What to work on:
Write out exactly, and only, the lines below from the line with "Guideline: for each instance of the roadside" through the line with "Target: roadside rock barrier"; pictures do not belong in the copy.

Given entries:
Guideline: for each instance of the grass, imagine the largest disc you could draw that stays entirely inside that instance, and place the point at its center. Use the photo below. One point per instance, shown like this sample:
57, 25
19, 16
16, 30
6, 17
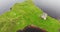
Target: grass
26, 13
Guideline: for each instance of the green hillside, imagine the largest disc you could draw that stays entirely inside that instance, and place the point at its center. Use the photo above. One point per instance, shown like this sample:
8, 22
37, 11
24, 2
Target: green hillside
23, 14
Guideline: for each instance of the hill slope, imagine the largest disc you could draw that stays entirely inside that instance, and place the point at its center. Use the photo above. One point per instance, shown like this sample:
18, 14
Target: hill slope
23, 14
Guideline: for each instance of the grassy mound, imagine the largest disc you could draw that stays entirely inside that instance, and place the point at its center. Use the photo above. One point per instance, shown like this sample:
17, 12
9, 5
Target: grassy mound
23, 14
==
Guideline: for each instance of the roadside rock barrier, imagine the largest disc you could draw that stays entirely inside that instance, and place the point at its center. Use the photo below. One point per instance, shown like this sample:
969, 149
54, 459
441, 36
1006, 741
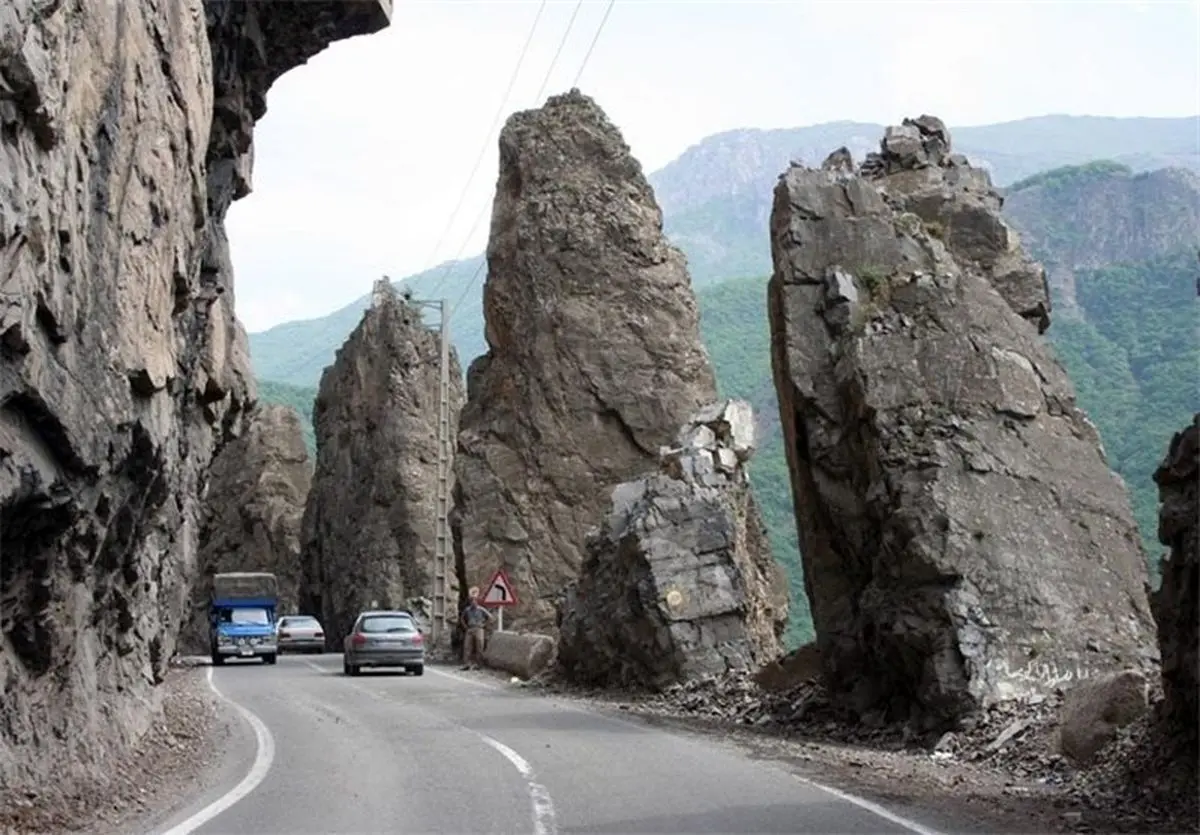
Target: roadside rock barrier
* * *
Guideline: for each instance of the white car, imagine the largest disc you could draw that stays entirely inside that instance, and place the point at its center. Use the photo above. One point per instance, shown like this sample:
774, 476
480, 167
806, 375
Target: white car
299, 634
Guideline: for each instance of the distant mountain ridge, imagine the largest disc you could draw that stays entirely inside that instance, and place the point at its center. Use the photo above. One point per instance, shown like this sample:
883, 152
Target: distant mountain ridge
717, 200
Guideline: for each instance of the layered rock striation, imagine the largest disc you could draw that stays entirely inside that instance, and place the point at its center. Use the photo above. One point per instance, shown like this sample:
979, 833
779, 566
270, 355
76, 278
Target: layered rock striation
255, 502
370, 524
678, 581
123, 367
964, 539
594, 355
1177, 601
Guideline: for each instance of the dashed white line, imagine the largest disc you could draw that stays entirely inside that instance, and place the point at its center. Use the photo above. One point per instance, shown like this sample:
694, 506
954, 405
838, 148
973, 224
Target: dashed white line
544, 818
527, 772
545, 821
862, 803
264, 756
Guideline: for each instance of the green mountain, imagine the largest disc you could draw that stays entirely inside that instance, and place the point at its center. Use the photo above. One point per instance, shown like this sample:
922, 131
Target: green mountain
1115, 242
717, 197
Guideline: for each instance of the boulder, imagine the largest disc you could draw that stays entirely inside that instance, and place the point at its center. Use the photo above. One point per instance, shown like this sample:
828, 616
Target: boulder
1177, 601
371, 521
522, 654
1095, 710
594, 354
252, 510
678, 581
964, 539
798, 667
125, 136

Result of this exercise:
Guideline: for each instance of the roadside rock barrier, imagine the largest disc you could draw that stays entirely inside that instance, and place the point at its center. Use the photo below. One point per instance, shown like this sample:
969, 149
54, 459
441, 36
1006, 741
Target: roadside rock barrier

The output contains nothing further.